Exercise objective ▸
Work out how many lines in the records below include the string "icon", and reply with that number alone.

The records ▸
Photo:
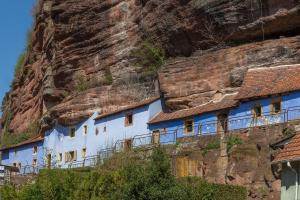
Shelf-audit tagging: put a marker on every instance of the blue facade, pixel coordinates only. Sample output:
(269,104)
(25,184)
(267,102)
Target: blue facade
(242,116)
(24,156)
(113,129)
(203,124)
(239,117)
(64,145)
(100,134)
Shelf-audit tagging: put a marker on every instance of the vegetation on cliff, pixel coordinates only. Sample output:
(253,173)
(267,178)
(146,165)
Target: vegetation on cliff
(125,176)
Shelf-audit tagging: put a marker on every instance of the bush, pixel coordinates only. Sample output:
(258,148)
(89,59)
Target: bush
(134,180)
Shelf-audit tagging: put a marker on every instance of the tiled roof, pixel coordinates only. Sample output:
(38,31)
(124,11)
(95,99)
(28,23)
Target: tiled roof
(269,81)
(30,141)
(132,106)
(291,150)
(227,101)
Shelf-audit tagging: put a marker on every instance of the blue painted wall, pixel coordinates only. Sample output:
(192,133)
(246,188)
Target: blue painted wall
(24,155)
(170,130)
(241,116)
(58,140)
(116,129)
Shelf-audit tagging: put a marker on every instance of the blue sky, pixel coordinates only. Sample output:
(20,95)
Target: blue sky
(15,21)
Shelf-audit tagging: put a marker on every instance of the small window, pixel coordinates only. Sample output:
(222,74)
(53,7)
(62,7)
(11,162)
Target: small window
(34,162)
(85,129)
(35,150)
(257,111)
(72,132)
(83,153)
(128,119)
(60,157)
(188,126)
(276,107)
(128,144)
(70,156)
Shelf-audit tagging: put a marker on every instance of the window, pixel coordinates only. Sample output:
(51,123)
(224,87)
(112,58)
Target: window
(85,129)
(188,126)
(257,111)
(276,106)
(72,132)
(70,156)
(128,119)
(35,150)
(83,153)
(34,162)
(60,157)
(127,144)
(156,137)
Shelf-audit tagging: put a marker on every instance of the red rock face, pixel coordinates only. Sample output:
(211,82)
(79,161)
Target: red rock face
(77,40)
(195,80)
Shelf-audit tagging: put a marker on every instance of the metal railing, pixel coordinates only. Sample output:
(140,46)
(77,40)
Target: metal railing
(171,137)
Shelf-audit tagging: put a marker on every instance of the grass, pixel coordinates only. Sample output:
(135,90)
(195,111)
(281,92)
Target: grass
(126,177)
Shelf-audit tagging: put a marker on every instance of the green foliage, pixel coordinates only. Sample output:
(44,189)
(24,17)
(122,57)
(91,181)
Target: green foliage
(133,179)
(210,146)
(232,141)
(149,58)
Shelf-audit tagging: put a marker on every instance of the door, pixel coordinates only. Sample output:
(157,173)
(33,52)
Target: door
(127,145)
(222,124)
(49,161)
(156,137)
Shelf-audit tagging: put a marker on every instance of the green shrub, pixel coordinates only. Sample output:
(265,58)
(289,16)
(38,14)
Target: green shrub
(132,180)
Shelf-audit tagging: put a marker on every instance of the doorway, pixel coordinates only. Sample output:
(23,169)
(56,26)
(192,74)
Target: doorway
(156,137)
(49,157)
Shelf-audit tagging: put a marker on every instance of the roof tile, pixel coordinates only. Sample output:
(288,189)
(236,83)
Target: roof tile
(260,82)
(228,101)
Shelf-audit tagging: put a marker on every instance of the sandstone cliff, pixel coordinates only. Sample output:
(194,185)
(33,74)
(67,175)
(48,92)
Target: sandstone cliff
(209,43)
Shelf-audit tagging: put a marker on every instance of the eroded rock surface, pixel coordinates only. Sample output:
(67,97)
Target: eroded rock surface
(77,41)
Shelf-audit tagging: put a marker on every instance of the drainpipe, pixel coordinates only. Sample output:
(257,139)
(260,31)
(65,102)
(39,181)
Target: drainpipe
(293,170)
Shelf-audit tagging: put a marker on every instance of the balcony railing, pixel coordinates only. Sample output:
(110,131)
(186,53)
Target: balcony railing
(232,124)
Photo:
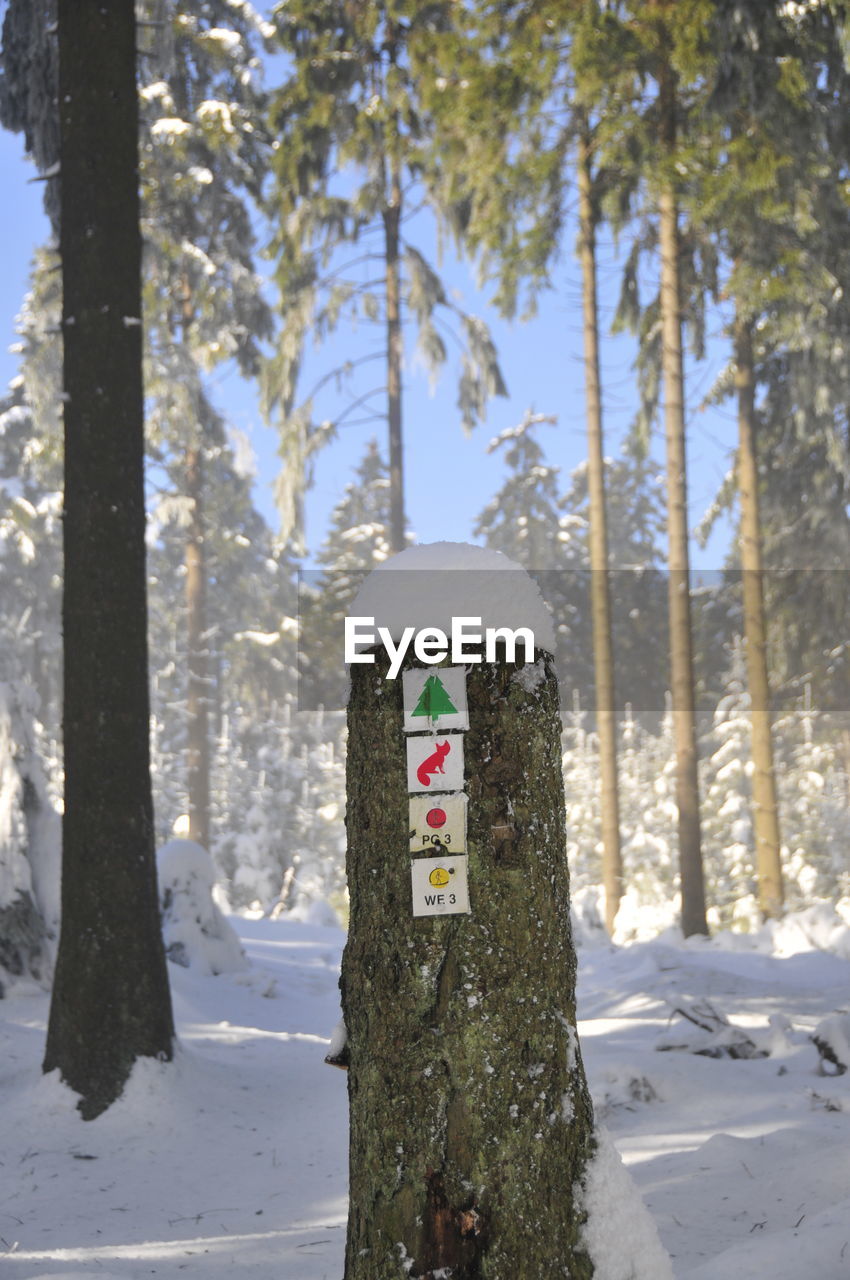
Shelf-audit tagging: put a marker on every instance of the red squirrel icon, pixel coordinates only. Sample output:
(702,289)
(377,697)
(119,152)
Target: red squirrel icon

Answer section ▸
2